Please list each line of the rows below that contains the string "petal", copying every such line in full. Case counts.

— START DATA TO USE —

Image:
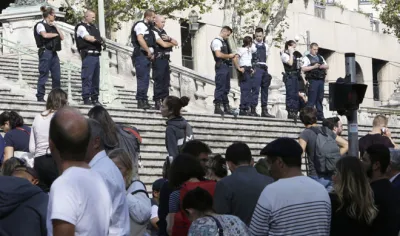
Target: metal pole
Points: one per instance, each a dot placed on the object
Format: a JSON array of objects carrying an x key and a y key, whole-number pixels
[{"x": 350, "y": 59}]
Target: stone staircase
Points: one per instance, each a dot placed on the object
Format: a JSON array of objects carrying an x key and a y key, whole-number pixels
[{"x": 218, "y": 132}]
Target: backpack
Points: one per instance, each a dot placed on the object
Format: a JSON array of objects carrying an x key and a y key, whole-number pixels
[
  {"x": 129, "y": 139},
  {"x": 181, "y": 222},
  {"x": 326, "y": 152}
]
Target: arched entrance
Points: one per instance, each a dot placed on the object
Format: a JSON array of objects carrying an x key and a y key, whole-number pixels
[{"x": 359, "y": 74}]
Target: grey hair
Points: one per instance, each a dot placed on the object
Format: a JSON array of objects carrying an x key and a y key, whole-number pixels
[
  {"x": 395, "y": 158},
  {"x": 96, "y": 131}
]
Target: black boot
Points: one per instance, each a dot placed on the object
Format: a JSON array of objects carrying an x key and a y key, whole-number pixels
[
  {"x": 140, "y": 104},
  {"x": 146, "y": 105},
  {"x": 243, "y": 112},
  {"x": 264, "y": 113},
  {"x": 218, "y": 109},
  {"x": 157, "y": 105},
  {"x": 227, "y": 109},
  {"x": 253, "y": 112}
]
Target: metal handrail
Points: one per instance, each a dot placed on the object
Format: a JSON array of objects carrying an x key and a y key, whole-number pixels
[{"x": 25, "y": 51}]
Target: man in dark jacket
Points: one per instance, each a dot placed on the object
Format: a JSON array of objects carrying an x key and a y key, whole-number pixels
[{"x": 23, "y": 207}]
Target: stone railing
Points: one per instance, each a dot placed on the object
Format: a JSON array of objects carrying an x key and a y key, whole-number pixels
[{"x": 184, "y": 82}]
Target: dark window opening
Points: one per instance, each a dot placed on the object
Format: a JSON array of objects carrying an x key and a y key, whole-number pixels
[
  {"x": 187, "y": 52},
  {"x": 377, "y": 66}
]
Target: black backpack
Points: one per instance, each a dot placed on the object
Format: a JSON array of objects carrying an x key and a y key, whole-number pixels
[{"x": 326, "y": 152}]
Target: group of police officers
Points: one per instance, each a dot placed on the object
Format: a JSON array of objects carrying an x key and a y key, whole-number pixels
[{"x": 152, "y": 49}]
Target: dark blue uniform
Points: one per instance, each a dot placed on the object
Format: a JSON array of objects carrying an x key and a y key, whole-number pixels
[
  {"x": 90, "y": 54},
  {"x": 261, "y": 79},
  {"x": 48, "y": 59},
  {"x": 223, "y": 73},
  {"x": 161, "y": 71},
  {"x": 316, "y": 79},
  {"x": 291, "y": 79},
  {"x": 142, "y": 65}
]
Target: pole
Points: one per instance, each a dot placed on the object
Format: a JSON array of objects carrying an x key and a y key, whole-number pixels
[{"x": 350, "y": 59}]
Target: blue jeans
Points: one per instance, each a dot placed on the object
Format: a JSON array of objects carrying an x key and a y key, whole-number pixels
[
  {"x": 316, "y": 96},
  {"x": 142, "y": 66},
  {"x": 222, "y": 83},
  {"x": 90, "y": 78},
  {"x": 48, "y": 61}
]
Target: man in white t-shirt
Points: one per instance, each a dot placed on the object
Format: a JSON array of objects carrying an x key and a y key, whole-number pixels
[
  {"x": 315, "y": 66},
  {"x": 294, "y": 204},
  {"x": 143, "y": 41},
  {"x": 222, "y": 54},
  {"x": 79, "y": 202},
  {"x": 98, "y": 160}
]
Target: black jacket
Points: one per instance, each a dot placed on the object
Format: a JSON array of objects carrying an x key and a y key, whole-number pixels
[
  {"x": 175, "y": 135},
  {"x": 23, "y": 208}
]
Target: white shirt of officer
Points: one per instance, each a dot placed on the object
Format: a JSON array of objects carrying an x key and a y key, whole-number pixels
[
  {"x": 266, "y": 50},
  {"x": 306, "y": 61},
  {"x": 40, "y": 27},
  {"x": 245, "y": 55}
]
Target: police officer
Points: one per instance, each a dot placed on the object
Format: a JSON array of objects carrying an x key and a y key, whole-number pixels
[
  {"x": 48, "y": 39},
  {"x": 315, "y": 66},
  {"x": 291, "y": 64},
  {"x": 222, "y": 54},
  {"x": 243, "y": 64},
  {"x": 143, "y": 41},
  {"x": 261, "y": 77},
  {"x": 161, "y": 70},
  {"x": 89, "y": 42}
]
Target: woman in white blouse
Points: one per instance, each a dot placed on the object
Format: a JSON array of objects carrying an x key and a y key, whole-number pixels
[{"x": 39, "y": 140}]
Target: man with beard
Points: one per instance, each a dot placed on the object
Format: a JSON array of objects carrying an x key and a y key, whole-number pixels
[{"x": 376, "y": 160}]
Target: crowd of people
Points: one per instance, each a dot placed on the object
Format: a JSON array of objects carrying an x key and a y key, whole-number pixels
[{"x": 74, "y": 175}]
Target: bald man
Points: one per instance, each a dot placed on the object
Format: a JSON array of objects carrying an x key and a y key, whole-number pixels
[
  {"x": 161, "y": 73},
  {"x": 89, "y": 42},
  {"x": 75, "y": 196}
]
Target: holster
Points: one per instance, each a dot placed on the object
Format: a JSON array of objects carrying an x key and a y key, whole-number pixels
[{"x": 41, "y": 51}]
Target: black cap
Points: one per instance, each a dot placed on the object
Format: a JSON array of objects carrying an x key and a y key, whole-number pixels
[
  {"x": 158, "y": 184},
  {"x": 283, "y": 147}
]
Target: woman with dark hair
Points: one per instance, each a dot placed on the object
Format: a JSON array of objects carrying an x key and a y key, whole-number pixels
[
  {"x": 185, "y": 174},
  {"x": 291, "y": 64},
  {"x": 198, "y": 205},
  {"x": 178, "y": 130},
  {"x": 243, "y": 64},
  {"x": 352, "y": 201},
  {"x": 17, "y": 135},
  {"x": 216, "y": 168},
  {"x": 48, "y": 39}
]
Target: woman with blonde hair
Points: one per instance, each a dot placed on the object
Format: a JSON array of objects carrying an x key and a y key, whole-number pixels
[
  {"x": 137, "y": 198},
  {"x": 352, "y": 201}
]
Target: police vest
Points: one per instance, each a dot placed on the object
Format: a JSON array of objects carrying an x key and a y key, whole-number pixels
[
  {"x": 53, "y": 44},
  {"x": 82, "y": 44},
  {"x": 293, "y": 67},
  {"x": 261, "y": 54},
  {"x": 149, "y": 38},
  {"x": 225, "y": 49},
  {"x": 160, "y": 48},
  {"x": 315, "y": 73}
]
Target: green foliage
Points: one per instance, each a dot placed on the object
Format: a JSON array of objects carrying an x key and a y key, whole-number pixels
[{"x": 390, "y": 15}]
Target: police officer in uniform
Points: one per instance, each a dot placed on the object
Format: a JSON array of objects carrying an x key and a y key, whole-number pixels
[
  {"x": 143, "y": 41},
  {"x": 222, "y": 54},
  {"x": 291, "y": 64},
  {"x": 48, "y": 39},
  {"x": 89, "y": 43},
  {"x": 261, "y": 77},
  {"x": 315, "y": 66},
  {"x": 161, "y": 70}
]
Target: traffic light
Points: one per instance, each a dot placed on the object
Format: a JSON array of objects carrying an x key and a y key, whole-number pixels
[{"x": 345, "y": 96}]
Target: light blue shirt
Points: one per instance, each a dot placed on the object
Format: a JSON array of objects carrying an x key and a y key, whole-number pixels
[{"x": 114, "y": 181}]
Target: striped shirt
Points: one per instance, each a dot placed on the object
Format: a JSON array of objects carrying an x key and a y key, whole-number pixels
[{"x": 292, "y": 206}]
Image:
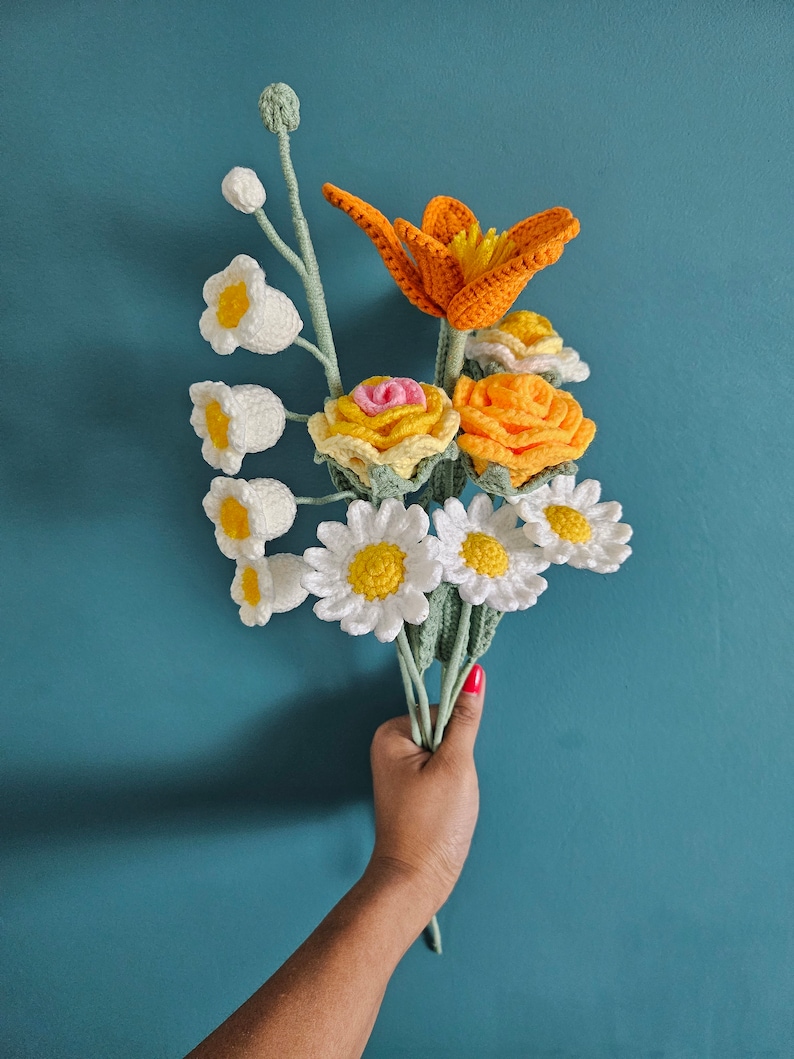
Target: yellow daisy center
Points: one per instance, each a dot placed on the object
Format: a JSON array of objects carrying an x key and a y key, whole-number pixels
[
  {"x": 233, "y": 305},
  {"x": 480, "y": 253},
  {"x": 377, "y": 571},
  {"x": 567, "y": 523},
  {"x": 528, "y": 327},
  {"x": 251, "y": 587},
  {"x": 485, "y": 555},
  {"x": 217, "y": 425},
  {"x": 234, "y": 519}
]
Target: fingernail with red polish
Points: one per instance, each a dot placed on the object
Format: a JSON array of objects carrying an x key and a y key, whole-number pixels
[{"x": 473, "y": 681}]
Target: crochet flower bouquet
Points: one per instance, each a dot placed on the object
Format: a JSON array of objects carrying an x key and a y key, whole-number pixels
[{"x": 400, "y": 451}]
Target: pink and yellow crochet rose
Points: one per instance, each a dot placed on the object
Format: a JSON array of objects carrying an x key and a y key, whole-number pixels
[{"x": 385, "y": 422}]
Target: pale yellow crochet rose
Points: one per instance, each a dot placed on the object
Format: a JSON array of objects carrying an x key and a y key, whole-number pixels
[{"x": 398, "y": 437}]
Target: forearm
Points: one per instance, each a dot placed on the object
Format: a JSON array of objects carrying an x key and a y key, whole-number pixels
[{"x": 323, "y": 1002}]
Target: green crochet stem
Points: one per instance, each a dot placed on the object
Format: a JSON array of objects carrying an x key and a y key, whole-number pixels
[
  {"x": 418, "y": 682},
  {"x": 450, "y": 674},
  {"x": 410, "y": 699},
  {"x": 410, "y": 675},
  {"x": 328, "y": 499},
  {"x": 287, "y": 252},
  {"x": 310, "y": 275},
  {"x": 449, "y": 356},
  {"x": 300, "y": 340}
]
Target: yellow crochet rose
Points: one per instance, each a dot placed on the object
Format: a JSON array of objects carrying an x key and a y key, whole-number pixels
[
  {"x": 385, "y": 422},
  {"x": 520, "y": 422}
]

— END DATA TO USE —
— START DATA TO USE —

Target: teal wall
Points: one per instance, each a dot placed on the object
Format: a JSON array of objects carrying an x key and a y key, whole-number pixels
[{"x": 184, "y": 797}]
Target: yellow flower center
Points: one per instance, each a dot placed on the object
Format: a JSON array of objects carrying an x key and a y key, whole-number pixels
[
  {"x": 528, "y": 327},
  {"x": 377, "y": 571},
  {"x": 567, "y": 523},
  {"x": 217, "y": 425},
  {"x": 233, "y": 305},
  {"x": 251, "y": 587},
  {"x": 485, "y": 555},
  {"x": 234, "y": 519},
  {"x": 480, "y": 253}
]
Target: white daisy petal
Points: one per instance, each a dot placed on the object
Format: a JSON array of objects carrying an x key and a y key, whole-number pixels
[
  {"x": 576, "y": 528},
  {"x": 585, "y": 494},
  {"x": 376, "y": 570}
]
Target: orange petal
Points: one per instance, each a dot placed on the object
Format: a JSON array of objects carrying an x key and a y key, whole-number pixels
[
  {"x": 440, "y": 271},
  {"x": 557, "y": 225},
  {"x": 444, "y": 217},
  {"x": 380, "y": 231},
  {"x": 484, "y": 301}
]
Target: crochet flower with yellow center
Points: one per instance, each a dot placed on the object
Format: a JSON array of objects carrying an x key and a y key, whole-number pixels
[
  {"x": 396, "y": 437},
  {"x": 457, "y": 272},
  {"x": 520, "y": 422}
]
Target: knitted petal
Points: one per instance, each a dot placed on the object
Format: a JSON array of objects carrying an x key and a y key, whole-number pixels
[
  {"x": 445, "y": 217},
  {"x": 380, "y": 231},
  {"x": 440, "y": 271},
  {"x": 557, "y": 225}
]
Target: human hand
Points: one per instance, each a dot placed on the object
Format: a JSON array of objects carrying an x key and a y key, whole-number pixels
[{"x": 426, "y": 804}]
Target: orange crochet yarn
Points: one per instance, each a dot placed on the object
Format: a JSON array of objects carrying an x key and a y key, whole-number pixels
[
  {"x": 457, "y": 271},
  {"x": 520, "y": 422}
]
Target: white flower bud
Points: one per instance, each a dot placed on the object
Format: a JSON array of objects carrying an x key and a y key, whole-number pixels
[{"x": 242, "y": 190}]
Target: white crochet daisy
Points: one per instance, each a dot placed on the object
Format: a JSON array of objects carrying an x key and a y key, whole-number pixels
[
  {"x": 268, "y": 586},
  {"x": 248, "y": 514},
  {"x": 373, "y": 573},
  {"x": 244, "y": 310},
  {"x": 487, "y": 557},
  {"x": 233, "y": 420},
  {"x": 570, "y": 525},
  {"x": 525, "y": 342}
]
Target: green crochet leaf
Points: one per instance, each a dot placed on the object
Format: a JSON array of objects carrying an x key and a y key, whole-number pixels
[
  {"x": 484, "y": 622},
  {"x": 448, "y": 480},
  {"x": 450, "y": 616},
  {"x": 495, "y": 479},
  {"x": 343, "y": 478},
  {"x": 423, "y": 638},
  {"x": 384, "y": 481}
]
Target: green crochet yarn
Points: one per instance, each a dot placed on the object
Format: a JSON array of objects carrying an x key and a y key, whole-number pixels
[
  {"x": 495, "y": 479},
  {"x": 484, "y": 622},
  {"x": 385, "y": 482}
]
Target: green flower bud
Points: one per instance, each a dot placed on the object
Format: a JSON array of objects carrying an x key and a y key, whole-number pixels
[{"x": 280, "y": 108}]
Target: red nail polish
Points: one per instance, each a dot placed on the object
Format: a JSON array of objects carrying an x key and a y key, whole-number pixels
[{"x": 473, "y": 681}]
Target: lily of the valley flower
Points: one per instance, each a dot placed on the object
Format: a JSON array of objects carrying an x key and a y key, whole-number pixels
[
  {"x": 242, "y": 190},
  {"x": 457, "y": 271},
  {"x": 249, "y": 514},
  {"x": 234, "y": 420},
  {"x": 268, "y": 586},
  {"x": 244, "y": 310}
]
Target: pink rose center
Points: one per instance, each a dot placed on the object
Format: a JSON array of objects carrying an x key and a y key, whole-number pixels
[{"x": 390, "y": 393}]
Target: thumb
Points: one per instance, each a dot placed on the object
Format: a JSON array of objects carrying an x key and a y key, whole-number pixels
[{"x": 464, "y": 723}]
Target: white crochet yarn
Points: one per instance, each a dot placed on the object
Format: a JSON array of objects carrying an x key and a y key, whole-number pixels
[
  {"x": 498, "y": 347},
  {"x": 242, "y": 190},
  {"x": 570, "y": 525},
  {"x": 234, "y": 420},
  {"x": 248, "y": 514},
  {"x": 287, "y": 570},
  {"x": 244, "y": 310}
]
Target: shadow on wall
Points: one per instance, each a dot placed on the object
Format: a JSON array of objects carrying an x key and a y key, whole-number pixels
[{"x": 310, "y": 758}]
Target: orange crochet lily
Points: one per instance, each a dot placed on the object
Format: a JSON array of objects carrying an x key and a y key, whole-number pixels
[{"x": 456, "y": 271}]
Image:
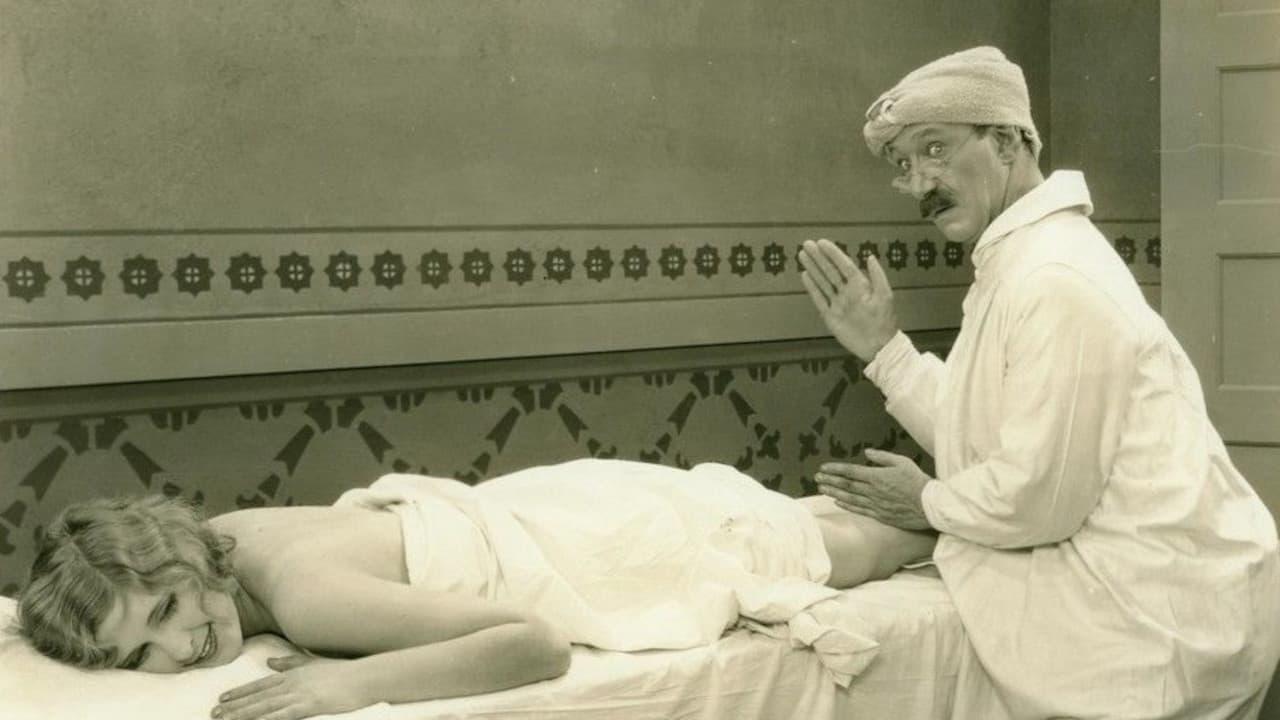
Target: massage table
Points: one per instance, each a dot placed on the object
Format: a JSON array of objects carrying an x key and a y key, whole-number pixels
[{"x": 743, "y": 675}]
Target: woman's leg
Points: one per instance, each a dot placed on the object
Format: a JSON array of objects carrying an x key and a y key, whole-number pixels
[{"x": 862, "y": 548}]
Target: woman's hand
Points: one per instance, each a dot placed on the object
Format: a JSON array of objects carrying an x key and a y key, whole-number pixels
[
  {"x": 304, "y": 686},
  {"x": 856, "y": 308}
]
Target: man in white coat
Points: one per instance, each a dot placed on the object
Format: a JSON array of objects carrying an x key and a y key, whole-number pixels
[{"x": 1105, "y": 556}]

— END DATA TO USE —

• _WRITTEN RESPONSE_:
Target: white daisy petal
Target: orange petal
Target: knitted petal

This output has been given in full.